─── Records to use ───
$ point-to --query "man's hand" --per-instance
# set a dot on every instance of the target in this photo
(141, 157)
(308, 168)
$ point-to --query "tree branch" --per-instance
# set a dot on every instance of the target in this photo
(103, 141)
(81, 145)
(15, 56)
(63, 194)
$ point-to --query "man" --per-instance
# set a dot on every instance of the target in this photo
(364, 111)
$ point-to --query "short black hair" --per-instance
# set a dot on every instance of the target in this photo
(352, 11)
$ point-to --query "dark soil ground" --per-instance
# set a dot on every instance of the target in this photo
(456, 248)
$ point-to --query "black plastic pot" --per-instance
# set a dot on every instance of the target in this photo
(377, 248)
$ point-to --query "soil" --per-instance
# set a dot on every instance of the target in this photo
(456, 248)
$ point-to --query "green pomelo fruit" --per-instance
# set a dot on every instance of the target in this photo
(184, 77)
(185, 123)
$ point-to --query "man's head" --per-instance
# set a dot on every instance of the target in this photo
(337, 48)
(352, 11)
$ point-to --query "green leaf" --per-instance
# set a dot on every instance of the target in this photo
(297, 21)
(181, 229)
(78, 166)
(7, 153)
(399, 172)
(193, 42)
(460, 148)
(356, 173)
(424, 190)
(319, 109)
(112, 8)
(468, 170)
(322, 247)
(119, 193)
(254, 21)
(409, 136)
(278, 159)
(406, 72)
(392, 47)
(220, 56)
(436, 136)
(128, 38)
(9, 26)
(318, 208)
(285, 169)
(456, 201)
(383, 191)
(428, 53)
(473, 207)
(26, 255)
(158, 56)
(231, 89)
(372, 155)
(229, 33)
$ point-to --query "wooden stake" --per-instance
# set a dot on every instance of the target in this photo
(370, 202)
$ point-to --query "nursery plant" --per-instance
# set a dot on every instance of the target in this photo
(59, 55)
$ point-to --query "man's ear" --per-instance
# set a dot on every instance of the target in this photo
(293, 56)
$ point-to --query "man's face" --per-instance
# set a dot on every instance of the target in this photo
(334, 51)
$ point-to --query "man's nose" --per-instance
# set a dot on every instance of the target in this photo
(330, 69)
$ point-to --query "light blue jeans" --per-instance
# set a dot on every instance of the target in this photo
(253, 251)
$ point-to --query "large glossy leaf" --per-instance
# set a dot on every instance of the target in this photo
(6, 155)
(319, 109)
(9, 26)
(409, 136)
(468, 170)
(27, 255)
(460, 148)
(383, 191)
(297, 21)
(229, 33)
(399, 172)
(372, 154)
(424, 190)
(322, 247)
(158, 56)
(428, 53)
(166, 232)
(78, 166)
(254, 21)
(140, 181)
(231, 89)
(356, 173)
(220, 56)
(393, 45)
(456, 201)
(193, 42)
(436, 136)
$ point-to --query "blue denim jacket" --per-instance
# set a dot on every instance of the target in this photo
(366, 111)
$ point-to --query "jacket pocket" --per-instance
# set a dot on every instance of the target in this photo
───
Write out the full set of records exactly as given.

◆ **Result below**
$ point-to --query "man's hand" --per-instance
# set a dot on every instance of the target in this photo
(141, 157)
(308, 168)
$ point-to --query "tree branch" --per-instance
# set a dot on every instance of the target in this photo
(103, 141)
(81, 145)
(15, 56)
(63, 194)
$ point-to --query "man" --per-instance
# set a dot on every instance of the target in this photo
(364, 111)
$ point-to --query "short black hair" --per-instance
# set a dot on every instance of the target in this photo
(352, 11)
$ point-to --query "dark soil ground" --per-instance
# set a dot on every instance of the target in this photo
(456, 248)
$ point-to --query "black plastic pot" --per-instance
# set a dot on every instance of the target in this photo
(377, 248)
$ point-to --query "soil" --per-instance
# set a dot on every instance of the target in this photo
(456, 248)
$ point-to --query "green pomelo fruit" --per-instance
# set a dot on every instance of the target in this photo
(184, 77)
(185, 123)
$ point-to --query "man's head" --per-instance
# set a dot on every instance of the target in this photo
(337, 48)
(352, 11)
$ point-to --query "green leaf" --per-instance
# set a dot on every instance of the target in this photo
(297, 21)
(181, 229)
(78, 166)
(7, 153)
(399, 172)
(193, 42)
(460, 148)
(356, 173)
(424, 190)
(319, 109)
(112, 8)
(468, 170)
(322, 247)
(119, 193)
(254, 21)
(409, 136)
(278, 159)
(406, 72)
(392, 47)
(220, 56)
(436, 136)
(128, 38)
(9, 26)
(318, 208)
(285, 169)
(456, 201)
(383, 191)
(428, 53)
(473, 207)
(26, 255)
(158, 56)
(231, 89)
(372, 155)
(229, 33)
$ point-to --query "wooden stake" --per-instance
# set a dot on every instance of the target in this photo
(370, 202)
$ point-to --query "nursery plant" --per-instance
# set a dot on every instance of the target in this photo
(59, 55)
$ point-to --query "man's ear" --per-instance
# set a dot on every instance of the target in this photo
(293, 56)
$ point-to --query "man's face" --per-instance
# set a dot on every instance of the target in this photo
(334, 51)
$ point-to --query "man's nose" --per-instance
# set a dot on every instance of the target in this photo
(330, 69)
$ point-to --query "light blue jeans" --per-instance
# set a dot on every instance of the target in this photo
(253, 251)
$ point-to --query "large glossy leaf" --per-instance
# set a dot on every instance of the target in this photo
(6, 155)
(319, 109)
(9, 26)
(409, 136)
(468, 170)
(27, 255)
(460, 148)
(383, 191)
(297, 21)
(229, 33)
(399, 172)
(372, 154)
(424, 190)
(322, 247)
(158, 56)
(428, 53)
(166, 232)
(78, 166)
(254, 21)
(140, 181)
(231, 89)
(356, 173)
(220, 56)
(393, 45)
(456, 201)
(193, 42)
(436, 136)
$ point-to --query "blue denim jacket" --per-instance
# set a dot on every instance of the target in this photo
(366, 111)
$ point-to --query "jacket pocket" --per-instance
# set a dot on every instance of the target in this photo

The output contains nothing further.